## Written request 1
Which numbered steps in the snail soup decoy box instructions below mention glue? List their step numbers.
## Written request 2
Write the next part of the snail soup decoy box instructions below, continuing after their last step.

## Excerpted text
STEP 7: Place the tin can next to a wall, insert the cardboard disk and push the bottom of the spoon into the slot, leaning it against the wall for support.

STEP 8: Place a few lumps of plasticine (substitute pieces of snail!) onto the cardboard disc.

STEP 9: Pour on the glue until it reaches the top of the rim.

STEP 10: Leave it to dry for 2-3 days. Then paint the surface with a thin layer of PVA glue for a nice gloss finish.

The safe
How to make a 'snail soup decoy' secret stash treasure box: Step 11-13

STEP 11: Measure inside of the can and workout the diameter and height required for the ‘safe’ to fit loosely inside. Using these sizes cut 2 discs from corrugated cardboard and make one a hollow ring. Glue and wrap thin card around the discs to create a cylinder.

STEP 12: Use tape to hold the card while the glue dries.

STEP 13: Print and cut out the ‘safe’ artwork and spray mount or glue it around the cylinder.

## Entries supplied
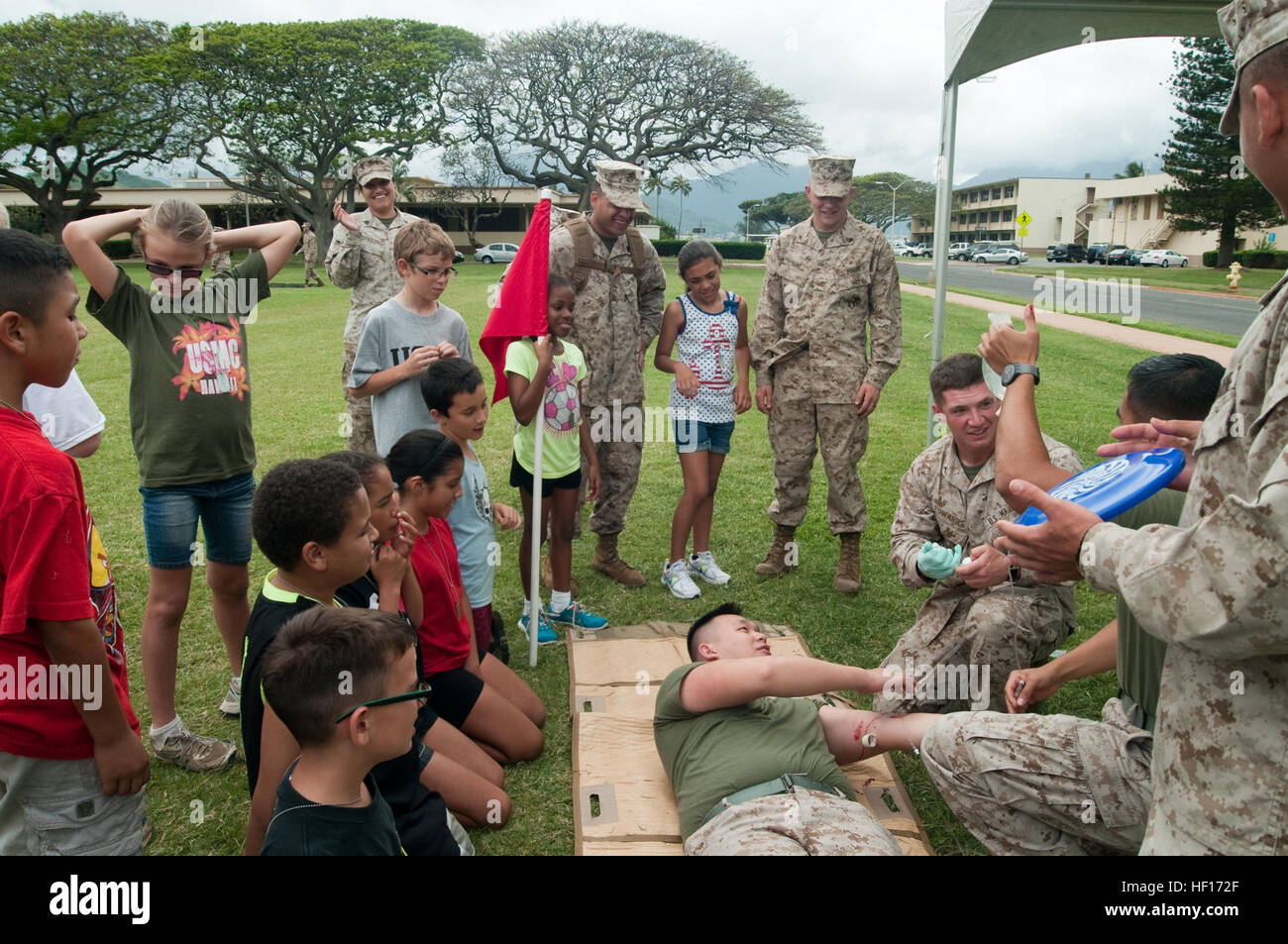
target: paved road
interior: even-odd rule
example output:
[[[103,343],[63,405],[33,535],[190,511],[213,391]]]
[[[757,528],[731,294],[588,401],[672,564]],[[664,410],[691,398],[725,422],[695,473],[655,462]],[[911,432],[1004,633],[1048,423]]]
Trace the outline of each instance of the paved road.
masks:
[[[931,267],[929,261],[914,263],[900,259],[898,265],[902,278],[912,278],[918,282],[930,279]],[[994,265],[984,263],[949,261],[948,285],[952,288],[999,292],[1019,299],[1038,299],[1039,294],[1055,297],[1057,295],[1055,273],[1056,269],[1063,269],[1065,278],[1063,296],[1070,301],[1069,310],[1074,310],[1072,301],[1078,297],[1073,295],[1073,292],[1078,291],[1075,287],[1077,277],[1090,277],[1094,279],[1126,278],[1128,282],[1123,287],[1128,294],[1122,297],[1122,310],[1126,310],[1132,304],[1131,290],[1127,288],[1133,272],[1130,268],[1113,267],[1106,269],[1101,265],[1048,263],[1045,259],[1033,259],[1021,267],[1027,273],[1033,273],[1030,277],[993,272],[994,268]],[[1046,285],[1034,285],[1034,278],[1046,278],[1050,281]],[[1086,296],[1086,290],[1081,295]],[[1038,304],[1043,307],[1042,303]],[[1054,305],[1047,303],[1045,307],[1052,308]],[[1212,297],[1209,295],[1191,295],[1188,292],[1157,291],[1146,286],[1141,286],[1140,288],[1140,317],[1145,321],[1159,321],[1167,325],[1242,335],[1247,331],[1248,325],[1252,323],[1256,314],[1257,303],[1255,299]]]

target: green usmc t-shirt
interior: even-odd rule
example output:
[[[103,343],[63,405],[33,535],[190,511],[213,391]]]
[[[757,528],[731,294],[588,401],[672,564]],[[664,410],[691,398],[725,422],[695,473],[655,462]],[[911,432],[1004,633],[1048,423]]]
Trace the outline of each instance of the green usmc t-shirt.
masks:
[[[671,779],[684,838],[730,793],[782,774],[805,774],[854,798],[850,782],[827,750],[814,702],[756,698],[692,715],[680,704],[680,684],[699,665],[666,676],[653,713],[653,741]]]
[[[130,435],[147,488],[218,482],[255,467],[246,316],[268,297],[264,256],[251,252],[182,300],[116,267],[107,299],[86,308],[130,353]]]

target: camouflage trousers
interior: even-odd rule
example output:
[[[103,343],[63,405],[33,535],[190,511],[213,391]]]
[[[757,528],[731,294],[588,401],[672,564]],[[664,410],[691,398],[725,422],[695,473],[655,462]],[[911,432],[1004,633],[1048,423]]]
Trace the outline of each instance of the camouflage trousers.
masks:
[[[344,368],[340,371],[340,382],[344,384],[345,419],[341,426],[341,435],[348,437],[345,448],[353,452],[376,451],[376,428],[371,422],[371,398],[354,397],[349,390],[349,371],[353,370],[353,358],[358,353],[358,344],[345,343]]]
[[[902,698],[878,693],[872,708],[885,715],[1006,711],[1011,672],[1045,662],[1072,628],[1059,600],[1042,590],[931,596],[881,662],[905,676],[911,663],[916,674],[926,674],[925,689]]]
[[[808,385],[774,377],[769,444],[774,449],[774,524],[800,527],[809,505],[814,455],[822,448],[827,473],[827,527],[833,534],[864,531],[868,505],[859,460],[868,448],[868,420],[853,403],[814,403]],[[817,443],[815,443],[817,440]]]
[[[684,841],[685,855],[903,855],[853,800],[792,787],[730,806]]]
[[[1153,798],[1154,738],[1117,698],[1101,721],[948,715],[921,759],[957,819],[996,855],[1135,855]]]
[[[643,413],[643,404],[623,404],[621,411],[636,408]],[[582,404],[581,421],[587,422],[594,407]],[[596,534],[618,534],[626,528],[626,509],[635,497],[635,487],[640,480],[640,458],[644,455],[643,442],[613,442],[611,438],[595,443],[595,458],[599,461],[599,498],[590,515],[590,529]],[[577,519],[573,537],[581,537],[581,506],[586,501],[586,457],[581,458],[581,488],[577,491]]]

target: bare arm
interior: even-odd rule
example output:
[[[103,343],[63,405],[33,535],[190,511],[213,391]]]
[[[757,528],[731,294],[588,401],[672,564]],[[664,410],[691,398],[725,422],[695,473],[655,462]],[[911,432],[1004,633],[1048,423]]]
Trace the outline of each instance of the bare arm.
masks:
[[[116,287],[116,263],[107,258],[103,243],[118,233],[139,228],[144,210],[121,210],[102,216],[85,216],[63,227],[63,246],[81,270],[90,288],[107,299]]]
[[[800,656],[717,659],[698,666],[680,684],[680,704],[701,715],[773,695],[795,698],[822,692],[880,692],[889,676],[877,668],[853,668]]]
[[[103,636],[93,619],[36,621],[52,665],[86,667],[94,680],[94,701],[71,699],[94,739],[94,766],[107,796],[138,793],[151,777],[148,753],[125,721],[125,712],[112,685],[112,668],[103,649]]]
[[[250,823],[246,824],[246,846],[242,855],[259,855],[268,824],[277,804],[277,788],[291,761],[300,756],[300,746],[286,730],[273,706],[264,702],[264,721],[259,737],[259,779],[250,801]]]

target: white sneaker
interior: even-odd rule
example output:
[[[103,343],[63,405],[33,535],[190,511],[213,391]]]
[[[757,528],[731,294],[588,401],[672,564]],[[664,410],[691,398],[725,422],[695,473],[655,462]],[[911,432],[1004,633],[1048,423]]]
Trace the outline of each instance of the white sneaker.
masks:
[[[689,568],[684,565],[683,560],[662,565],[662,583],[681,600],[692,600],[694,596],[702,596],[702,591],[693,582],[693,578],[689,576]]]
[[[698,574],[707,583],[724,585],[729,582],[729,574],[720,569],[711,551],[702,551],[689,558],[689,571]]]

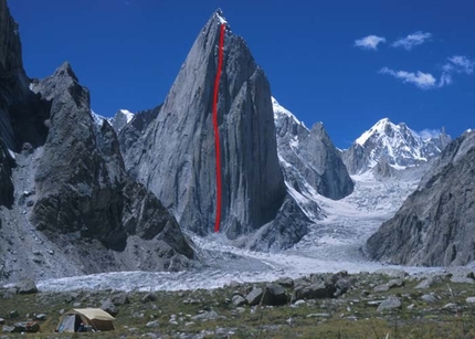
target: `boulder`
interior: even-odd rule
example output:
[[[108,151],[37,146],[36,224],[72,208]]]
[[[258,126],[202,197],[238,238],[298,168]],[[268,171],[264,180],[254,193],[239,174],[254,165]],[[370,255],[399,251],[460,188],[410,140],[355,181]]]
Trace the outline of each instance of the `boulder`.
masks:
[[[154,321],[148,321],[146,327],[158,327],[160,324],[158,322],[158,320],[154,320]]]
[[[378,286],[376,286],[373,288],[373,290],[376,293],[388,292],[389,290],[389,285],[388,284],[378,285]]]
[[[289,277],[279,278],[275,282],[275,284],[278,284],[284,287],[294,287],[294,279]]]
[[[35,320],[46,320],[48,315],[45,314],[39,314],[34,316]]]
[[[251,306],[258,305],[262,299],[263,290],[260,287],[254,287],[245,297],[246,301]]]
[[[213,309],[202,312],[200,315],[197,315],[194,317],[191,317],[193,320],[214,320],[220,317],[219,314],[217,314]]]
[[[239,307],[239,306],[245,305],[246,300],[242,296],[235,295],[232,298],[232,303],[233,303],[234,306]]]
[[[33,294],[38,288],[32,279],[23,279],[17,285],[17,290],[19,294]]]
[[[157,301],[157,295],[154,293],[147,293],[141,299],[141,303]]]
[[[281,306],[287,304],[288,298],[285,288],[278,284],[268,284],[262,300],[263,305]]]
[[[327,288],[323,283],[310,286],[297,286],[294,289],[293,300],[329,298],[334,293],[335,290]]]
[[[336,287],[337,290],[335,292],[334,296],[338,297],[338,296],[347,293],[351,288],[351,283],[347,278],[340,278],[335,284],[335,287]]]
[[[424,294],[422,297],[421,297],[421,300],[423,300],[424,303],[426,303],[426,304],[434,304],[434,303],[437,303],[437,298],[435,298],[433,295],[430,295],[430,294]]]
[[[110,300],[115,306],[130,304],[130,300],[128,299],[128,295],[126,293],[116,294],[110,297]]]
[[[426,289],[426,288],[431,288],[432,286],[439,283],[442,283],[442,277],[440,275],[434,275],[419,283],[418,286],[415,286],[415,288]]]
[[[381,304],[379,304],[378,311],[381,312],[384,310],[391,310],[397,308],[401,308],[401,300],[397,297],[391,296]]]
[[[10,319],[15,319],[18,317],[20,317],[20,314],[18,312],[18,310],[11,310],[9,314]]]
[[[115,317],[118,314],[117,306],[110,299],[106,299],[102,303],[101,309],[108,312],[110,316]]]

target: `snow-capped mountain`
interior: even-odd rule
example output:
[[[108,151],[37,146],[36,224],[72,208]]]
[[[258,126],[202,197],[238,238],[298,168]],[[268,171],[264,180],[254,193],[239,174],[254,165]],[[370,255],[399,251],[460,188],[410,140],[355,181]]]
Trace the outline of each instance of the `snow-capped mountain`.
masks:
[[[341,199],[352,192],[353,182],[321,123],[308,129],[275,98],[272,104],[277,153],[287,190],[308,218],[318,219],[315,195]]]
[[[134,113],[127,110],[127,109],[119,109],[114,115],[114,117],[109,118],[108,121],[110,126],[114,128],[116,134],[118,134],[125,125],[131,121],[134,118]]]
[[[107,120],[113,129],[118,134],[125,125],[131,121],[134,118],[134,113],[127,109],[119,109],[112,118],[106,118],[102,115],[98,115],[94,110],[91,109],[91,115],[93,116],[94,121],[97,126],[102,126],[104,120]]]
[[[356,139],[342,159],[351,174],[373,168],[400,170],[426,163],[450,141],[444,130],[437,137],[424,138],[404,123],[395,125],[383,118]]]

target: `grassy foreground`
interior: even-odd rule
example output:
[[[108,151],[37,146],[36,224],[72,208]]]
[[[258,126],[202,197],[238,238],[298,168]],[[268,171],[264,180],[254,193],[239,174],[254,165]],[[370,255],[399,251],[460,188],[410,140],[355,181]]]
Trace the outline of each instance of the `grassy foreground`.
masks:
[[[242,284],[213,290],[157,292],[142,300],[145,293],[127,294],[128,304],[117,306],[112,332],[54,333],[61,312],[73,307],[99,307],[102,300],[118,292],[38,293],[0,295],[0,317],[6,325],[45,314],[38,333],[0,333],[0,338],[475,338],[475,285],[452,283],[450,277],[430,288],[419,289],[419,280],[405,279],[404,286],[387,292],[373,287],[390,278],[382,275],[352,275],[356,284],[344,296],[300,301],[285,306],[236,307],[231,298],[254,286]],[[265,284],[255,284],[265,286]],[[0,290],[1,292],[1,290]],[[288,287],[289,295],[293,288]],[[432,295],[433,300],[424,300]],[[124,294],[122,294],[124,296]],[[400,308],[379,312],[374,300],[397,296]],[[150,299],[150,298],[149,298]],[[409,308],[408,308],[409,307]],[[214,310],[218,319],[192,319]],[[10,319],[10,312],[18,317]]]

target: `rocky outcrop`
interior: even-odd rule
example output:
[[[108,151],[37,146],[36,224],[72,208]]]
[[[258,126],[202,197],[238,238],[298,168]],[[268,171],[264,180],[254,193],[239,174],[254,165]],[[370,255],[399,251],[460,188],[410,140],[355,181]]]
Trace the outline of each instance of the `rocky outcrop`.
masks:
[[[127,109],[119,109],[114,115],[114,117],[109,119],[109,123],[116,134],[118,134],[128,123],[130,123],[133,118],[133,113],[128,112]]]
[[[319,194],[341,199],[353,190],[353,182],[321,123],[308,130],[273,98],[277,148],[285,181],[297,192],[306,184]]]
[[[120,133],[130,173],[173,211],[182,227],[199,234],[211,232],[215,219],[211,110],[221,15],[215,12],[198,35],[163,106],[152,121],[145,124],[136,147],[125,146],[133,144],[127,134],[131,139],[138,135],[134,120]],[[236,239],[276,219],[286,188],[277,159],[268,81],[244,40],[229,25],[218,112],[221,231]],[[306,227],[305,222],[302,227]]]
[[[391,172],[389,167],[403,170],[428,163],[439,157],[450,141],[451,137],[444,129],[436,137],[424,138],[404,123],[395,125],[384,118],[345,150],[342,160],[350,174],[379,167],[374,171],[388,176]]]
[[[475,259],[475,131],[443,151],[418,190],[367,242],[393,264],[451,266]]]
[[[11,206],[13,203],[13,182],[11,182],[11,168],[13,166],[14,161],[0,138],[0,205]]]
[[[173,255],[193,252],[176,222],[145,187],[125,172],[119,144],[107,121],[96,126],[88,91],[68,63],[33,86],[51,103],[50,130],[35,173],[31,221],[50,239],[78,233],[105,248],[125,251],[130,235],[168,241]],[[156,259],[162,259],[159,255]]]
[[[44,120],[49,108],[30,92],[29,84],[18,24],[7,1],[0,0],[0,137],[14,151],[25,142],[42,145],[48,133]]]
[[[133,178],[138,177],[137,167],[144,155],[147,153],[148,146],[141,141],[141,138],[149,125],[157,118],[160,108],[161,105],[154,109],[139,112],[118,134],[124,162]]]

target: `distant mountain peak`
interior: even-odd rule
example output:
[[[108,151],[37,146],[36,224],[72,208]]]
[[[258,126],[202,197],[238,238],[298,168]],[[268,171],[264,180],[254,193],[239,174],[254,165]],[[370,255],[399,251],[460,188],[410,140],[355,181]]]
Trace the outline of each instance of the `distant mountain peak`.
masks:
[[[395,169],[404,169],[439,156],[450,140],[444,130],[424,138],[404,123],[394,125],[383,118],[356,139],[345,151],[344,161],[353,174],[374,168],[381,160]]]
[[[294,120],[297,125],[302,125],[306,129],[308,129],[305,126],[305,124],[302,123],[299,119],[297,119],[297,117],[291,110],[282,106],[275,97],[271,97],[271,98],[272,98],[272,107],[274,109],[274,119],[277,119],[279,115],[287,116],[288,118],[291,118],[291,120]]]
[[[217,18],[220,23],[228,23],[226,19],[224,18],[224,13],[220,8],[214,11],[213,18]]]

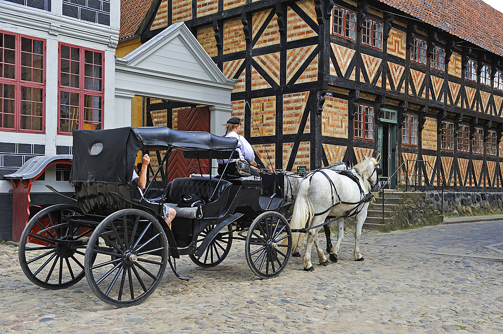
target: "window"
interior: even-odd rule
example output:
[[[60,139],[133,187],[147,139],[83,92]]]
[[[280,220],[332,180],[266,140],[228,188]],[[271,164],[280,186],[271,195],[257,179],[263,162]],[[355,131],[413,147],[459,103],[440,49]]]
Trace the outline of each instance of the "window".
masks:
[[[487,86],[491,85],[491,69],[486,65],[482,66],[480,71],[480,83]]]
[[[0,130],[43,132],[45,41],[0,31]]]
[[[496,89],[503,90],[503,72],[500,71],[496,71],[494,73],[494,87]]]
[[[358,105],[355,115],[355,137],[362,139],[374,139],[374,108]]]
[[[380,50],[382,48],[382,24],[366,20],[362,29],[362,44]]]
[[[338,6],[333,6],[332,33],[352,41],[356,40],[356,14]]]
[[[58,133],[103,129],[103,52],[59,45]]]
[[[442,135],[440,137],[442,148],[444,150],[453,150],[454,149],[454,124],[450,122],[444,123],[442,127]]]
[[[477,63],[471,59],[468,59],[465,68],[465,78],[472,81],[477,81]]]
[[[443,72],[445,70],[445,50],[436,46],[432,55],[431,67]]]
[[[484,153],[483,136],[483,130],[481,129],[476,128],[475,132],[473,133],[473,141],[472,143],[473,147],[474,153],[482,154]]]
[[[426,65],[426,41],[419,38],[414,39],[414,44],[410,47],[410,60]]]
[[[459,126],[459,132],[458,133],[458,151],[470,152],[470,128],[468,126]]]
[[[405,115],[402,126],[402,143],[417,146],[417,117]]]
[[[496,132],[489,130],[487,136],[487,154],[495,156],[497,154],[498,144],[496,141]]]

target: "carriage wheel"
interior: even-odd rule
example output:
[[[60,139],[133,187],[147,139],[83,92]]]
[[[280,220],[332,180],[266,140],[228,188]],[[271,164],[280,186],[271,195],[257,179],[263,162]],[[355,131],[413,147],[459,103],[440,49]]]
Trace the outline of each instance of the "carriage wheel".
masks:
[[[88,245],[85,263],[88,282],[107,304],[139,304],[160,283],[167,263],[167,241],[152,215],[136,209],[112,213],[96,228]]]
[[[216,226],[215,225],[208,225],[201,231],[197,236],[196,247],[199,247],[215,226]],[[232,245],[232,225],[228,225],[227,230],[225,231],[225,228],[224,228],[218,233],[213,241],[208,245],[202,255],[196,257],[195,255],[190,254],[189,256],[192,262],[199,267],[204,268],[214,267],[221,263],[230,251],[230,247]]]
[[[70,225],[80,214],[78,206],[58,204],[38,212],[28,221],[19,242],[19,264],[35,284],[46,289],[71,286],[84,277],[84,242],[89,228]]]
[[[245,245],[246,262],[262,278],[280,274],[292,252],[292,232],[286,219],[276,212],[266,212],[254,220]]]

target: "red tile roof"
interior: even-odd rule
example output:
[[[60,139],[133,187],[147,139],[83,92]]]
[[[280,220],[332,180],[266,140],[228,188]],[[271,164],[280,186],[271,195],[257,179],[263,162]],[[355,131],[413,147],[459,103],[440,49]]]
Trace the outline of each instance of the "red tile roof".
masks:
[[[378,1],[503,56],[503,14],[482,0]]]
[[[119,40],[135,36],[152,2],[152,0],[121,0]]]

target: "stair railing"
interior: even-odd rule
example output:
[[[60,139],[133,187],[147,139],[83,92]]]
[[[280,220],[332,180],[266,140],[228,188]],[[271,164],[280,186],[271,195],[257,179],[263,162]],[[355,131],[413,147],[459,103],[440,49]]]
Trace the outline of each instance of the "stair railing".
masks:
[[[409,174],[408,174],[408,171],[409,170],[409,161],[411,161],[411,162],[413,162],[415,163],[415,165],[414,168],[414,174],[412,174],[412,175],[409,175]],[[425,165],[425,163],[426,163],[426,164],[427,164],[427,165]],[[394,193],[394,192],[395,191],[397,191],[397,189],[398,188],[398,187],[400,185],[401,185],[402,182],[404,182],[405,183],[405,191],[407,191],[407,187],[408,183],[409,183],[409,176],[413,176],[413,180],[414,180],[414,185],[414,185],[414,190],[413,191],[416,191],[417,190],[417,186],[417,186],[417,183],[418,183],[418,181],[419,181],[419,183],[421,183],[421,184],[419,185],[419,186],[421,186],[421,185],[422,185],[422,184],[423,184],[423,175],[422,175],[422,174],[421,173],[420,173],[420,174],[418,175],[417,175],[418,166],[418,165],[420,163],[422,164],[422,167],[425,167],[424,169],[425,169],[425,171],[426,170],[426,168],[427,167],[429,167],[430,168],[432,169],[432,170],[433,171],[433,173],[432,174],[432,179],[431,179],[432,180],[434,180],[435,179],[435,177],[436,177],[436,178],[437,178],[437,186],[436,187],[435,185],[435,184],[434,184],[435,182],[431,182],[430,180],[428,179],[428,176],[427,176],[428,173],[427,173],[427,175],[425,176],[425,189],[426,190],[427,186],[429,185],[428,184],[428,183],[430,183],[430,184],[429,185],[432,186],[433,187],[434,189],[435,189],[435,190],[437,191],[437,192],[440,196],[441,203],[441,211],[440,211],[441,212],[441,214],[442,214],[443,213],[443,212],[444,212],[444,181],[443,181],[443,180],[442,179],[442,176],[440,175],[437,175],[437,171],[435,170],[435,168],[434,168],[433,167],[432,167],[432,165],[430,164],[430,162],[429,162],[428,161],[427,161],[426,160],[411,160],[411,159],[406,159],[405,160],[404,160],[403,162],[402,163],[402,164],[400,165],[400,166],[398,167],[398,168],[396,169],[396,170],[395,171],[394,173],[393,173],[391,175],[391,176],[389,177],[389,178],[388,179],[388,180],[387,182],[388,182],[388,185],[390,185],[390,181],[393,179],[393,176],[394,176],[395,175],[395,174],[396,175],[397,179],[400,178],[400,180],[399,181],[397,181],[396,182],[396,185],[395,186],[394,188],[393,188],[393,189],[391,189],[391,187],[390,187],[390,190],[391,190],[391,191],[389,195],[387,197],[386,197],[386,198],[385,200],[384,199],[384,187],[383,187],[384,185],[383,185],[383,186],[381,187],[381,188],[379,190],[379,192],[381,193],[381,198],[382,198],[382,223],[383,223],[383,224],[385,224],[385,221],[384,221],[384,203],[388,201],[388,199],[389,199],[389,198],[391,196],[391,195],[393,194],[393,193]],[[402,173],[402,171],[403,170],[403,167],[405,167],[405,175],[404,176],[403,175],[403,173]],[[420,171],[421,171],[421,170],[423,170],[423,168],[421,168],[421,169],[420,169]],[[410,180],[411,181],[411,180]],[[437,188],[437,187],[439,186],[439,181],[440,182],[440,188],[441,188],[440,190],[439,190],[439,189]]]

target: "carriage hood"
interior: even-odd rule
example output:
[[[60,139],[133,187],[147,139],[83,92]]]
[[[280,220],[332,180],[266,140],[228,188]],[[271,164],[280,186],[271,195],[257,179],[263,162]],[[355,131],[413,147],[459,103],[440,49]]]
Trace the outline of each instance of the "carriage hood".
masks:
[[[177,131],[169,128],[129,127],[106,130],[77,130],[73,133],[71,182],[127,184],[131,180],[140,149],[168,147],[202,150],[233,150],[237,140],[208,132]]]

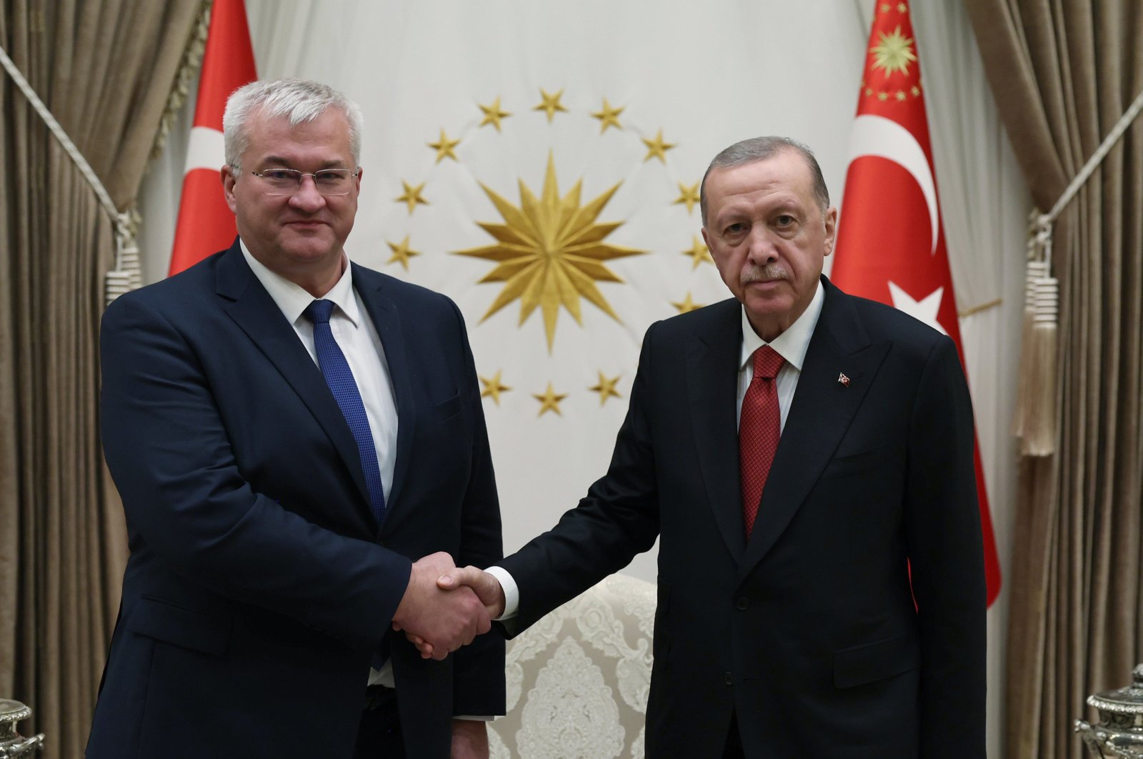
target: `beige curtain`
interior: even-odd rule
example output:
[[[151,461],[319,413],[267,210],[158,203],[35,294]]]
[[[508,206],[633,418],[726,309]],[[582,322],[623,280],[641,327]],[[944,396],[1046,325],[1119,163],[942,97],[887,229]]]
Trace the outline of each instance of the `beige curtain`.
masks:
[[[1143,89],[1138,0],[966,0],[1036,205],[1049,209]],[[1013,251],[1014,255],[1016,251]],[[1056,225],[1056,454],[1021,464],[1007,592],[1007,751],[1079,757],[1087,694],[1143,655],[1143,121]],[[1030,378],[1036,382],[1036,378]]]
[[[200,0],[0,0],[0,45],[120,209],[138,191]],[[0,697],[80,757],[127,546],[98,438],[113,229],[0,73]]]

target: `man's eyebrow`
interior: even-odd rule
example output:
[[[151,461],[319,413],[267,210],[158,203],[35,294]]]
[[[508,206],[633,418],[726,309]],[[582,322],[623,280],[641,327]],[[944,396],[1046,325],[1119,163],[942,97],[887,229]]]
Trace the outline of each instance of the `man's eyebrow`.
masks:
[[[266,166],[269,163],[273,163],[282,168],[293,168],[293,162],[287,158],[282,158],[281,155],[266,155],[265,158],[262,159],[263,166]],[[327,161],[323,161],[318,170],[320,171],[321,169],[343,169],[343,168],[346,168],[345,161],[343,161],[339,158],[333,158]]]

## Right answer 1
Steps 9, 10, 11, 12 and 13

## Right answer 2
How to make a 'snail soup decoy' secret stash treasure box: Step 14-18

STEP 14: Use a craft knife to cut around the door, leaving the hinged side attached. Also cut out a semi-circular finger hole (A) on the right side of the door.

STEP 15: To prevent creasing remove a tiny strip of artwork from along the hinge.

STEP 16: Open the door and score along the inside of the hinge for easy opening.

STEP 17: Cut and glue card tabs onto the inside of the door and door frames, this helps lock the door (B) and prevent it from opening inwards (C).

STEP 18: Finally, remove the snail soup ‘lid’ and glue it onto the top ring of the cylinder.

You’re now ready to stash your valuables. Just fill the safe, close the door, and lower it back into the tin can, until the snail soup ‘lid’ rests on the inner rim.


  • One empty tin can
  • Corrugated cardboard
  • Paper glue for sticking card
  • PVA glue for mixing with paint
  • Poster paints & paint brush
  • Card (210gsm)
  • Craft knife
  • Pencil and compass
  • Metal (or plastic) spoon
  • Plasticine

What will I learn?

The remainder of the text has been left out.